Source records =
--
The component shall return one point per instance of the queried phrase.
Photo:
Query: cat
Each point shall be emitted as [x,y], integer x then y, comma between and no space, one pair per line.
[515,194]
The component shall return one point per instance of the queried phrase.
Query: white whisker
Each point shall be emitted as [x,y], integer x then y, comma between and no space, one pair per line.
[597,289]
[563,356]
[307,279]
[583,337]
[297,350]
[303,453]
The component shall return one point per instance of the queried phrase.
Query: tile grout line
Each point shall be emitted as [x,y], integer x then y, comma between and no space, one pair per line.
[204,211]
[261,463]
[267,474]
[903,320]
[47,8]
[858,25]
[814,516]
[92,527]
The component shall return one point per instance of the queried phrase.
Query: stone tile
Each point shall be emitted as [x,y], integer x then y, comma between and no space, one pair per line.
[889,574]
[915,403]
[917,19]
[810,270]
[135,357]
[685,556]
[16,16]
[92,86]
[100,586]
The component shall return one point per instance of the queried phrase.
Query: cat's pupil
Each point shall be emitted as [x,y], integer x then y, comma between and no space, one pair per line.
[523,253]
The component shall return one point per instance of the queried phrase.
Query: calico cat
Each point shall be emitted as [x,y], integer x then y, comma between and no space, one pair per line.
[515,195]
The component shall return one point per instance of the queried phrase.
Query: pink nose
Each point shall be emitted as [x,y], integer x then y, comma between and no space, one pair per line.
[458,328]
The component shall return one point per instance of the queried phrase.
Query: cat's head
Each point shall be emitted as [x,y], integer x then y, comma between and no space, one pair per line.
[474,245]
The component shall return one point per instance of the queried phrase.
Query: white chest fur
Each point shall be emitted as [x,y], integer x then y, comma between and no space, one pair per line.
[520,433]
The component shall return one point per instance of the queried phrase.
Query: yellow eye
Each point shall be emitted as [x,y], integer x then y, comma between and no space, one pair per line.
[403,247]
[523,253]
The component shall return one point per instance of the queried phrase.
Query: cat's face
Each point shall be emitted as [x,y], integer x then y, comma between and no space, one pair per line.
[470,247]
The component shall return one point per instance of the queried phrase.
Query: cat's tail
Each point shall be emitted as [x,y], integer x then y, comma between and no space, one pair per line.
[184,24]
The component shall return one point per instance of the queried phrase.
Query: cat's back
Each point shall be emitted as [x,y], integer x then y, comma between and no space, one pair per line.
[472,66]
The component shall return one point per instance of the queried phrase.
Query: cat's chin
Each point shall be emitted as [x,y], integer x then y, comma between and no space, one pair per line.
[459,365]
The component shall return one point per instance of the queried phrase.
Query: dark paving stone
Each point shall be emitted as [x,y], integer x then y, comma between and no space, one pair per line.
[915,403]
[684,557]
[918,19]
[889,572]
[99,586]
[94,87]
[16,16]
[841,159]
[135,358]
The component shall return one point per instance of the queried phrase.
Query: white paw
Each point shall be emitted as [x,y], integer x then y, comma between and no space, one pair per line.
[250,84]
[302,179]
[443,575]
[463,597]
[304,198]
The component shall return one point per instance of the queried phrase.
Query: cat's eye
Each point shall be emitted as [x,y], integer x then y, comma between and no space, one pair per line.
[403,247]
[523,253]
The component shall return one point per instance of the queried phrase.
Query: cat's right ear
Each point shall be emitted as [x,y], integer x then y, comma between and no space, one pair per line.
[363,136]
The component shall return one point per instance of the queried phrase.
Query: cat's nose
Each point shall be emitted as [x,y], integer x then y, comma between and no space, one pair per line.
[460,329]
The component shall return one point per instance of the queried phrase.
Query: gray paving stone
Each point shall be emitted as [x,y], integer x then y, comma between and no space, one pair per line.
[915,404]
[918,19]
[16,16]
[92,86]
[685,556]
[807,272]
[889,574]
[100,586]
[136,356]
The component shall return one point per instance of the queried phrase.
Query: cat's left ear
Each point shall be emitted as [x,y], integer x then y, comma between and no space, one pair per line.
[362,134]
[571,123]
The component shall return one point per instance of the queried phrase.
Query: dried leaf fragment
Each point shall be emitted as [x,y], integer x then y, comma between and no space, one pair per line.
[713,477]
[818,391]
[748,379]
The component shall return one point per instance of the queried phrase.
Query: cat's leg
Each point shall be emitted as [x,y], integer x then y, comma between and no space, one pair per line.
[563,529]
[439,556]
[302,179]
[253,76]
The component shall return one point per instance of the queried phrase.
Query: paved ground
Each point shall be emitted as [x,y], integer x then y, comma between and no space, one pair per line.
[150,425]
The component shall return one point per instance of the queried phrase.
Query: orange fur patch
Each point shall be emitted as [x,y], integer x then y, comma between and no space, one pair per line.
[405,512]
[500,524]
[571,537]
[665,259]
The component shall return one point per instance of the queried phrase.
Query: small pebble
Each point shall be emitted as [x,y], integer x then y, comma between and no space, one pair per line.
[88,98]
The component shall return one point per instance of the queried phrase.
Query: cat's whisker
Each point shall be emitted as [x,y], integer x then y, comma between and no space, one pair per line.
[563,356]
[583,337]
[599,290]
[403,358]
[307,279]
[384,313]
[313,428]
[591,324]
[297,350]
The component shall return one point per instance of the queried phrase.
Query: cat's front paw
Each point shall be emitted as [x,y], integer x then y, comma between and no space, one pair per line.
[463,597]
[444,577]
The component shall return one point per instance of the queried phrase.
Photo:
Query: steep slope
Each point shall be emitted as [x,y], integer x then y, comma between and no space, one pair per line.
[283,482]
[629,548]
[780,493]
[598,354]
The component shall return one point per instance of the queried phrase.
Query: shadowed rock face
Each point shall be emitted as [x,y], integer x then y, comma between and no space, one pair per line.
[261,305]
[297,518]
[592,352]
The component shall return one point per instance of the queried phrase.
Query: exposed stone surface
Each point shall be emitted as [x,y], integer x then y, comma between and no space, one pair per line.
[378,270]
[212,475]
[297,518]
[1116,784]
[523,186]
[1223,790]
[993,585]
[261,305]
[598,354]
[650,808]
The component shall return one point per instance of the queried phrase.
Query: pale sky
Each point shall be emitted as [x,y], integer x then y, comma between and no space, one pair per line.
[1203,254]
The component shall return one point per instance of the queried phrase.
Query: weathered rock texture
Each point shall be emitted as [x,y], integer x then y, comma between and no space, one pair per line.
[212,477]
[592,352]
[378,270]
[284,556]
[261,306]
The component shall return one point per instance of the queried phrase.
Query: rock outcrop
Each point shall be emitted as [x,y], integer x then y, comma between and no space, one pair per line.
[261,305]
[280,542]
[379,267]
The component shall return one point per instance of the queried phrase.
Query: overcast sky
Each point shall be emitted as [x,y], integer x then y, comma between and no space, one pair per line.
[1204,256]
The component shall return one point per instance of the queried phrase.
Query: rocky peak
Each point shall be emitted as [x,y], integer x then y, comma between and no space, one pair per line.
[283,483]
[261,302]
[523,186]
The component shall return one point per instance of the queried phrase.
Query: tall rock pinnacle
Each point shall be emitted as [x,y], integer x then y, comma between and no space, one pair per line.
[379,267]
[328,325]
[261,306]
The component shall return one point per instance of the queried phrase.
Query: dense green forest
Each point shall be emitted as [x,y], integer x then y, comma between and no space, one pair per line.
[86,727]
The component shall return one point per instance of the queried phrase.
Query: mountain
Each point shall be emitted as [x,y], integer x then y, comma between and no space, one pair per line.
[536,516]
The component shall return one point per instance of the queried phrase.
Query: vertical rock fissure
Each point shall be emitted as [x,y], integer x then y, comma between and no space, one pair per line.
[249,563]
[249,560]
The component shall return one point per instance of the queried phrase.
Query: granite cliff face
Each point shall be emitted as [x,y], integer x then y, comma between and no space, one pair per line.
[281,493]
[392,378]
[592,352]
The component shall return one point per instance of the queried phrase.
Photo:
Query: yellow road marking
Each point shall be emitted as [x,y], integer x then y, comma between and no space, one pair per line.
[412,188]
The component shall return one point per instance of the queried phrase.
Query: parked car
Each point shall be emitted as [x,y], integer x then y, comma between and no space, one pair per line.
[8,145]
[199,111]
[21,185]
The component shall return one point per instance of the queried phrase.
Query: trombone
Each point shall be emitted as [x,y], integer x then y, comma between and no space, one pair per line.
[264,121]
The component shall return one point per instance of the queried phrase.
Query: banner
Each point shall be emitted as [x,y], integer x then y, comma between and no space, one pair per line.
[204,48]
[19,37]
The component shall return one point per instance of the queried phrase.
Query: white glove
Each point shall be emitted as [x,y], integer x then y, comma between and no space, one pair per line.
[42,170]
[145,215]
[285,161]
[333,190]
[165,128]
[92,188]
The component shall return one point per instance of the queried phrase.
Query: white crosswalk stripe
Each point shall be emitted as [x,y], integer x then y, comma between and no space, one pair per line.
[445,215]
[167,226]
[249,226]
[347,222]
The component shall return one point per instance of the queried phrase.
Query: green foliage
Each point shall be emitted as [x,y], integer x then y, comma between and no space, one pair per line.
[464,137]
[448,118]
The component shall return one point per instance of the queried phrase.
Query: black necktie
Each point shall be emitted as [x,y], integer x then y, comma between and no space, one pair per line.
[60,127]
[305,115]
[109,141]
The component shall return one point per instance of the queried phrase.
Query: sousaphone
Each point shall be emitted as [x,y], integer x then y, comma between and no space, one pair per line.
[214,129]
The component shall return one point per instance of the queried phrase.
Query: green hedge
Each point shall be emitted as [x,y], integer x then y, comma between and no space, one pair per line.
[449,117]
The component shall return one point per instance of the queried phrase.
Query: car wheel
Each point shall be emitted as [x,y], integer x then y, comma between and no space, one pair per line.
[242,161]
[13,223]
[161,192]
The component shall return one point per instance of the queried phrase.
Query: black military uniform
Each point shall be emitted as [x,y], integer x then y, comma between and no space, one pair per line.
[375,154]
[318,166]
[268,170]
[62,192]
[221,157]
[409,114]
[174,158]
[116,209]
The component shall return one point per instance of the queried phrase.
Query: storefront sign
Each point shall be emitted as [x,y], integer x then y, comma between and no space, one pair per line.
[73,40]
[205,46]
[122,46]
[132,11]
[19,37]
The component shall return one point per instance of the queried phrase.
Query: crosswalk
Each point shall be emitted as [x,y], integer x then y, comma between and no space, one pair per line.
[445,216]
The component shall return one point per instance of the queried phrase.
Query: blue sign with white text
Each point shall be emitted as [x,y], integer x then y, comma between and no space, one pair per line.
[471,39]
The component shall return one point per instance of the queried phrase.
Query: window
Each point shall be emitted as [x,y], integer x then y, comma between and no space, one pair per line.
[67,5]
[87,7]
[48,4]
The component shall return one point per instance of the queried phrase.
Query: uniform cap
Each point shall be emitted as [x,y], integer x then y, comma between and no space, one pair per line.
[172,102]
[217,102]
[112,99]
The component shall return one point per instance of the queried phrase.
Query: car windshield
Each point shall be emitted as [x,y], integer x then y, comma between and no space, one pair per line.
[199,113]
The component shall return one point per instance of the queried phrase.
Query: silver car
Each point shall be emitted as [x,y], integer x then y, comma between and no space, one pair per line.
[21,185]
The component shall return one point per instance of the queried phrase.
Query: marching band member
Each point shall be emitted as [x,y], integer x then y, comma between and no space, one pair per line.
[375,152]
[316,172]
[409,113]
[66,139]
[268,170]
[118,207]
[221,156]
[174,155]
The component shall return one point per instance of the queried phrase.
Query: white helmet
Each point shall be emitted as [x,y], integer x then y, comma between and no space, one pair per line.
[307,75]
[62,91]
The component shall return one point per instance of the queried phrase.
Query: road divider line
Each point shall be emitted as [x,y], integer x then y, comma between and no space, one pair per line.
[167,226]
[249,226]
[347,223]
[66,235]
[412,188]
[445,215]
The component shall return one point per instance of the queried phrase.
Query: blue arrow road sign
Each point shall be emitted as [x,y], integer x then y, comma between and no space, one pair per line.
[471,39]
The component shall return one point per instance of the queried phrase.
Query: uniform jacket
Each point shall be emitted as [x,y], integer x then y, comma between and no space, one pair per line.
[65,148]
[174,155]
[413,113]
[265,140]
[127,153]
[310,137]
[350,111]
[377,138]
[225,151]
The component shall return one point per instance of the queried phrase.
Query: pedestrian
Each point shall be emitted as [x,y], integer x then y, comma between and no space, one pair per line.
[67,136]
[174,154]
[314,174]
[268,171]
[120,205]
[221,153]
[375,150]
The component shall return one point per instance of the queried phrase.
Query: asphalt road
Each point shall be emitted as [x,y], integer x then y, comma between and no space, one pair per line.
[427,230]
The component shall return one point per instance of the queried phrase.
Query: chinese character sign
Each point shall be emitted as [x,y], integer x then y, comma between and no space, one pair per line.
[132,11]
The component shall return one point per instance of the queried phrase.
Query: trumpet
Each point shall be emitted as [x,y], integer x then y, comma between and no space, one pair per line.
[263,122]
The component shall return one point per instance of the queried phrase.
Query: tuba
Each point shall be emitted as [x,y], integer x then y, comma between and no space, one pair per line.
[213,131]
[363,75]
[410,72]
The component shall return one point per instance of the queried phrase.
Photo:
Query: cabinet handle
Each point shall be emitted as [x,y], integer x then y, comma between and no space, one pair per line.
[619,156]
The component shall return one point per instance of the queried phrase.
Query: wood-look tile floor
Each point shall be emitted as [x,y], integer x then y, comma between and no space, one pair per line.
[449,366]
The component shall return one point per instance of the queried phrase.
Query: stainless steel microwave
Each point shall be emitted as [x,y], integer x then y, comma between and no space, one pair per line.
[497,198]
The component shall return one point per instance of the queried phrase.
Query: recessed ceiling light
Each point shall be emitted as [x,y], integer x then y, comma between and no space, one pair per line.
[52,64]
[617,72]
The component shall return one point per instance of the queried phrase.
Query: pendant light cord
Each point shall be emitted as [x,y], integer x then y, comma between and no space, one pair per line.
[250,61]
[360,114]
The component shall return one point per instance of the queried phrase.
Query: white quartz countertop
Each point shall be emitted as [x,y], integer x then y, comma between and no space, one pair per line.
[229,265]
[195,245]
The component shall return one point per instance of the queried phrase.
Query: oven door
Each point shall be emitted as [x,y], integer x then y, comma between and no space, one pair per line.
--
Written task = How many lines of the data above contain the string "whisker"? Reply with the number alone.

Exercise result = 2